* [CONSEGNA A] Estrai tutte le righe dei record di segmentazione e riportale identiche, senza cambiare nulla.

Mimmo venne sovente a trovarci portandoci qualche genere di conforto.
Il 26 aprile 1945 mio padre decise di ritornare a Vallecrosia.
Giunti a Ponte San Luigi, non ci lasciarono rientrare in Italia. Non avevamo documenti!
Come facevamo ad avere documenti se eravamo fuggiti clandestini?
La guerra era appena finita e la burocrazia ottusa già manifestava tutta la sua forza.
Ritornammo a Beausoleil e mio padre affermò “Ritorniamo in Italia come ne siamo scappati”.
Un suo amico pescatore di Monaco, forse anche lui contrabbandiere, gli mise a disposizione una barca e la notte del 27 ci imbarcammo per ritornare in Italia.
Sbarcammo clandestini come clandestini eravamo partiti. Sebbene la guerra fosse finita non avevo notizie di Nino. Fu allora che alle mie pressanti richieste mio padre mi mise al corrente che Nino era morto il 20 gennaio. Fu ammazzato a Baiardo (IM), sulla strada per Vignai. [La documentazione ufficiale indica che Alberto Nino Guglielmi venne fucilato dai tedeschi a Sella Carpe di Baiardo (IM) il 18 gennaio 1945]. Riuscii ad andare a Baiardo accompagnata dalla mia amica Manon per cercare dove fosse sepolto Nino… Emilia Guglielmi in Giuseppe Mac Fiorucci, Gruppo Sbarchi Vallecrosia <ed. Istituto Storico della Resistenza e dell’Età Contemporanea di Imperia – Comune di Vallecrosia (IM) – Provincia di Imperia – Associazione Culturale “Il Ponte” di Vallecrosia (IM) >, 2007

La mattina del 18 gennaio 1945 mentre eseguivano una missione di trasporto lungo la strada che da Vignai porta a Passo Ghimbegna, all’altezza del bivio per Monte Ceppo, Nino e Mimmo vennero intercettati da militi della RSI. Nino venne ferito, fatto prigioniero e quindi trucidato.  Mimmo riuscì a fuggire e avvisò la famiglia di Nino che abitava, sfollata, a Vallecrosia Alta. Nell’attesa che i partigiani di Vallecrosia, il Gruppo Sbarchi, preparasse un’imbarcazione, Mimmo, l’anziano padre di Nino, la sorella diciottenne Emilia e il fratellino Bruno di 4 anni si nascosero a Negi, Frazione di Perinaldo, sfuggendo ai fascisti che li ricercavano. La notte del 25 gennaio del 1945 la famiglia di Nino fu portata in salvo con una barca a remi da Mimmo ed Ampelio Elio Bregliano. Raggiunsero la costa di Beausoleil e Mimmo ritornò al comando alleato a Nizza; per alcune volte incontrò ancora Emilia, poi un giorno dei primi di aprile del ’45 gli alleati decisero che aveva dato abbastanza e lo rimpatriarono nella Napoli liberata.

* [CONSEGNA B] Nel brano da leggere, elenca tutte le persone che si nascosero a Negi in attesa che il Gruppo Sbarchi preparasse un'imbarcazione.

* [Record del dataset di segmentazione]
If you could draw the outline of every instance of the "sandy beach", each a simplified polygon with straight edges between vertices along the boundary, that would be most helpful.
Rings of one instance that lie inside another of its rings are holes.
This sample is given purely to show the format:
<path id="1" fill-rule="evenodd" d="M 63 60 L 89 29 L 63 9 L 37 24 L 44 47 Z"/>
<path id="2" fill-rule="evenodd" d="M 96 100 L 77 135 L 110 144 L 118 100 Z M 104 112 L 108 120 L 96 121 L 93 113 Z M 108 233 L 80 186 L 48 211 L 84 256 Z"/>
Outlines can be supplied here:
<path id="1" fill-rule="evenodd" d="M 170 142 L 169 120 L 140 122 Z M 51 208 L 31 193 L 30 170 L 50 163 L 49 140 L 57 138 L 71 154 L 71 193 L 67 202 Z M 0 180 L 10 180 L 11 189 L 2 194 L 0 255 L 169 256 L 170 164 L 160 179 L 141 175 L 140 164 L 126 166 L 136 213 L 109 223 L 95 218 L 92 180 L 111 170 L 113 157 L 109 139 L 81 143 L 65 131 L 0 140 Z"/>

* [SVOLGIMENTO A]
If you could draw the outline of every instance of the "sandy beach", each a simplified polygon with straight edges between vertices along the boundary, that would be most helpful.
Rings of one instance that lie inside another of its rings are holes.
This sample is given purely to show the format:
<path id="1" fill-rule="evenodd" d="M 63 60 L 89 29 L 63 9 L 37 24 L 44 47 Z"/>
<path id="2" fill-rule="evenodd" d="M 96 100 L 77 135 L 110 144 L 118 100 Z M 104 112 L 108 120 L 96 121 L 93 113 Z M 108 233 L 80 186 L 48 211 L 84 256 Z"/>
Outlines can be supplied here:
<path id="1" fill-rule="evenodd" d="M 170 142 L 169 120 L 140 122 Z M 51 208 L 31 193 L 30 170 L 50 163 L 49 140 L 57 138 L 71 154 L 71 193 L 67 202 Z M 0 180 L 10 180 L 11 189 L 2 194 L 0 255 L 169 256 L 170 164 L 160 179 L 141 175 L 140 164 L 126 166 L 136 213 L 109 223 L 95 218 L 92 180 L 111 170 L 113 157 L 109 139 L 81 143 L 65 131 L 0 140 Z"/>

* [SVOLGIMENTO B]
- Mimmo
- l'anziano padre di Nino
- la sorella diciottenne Emilia
- il fratellino Bruno di 4 anni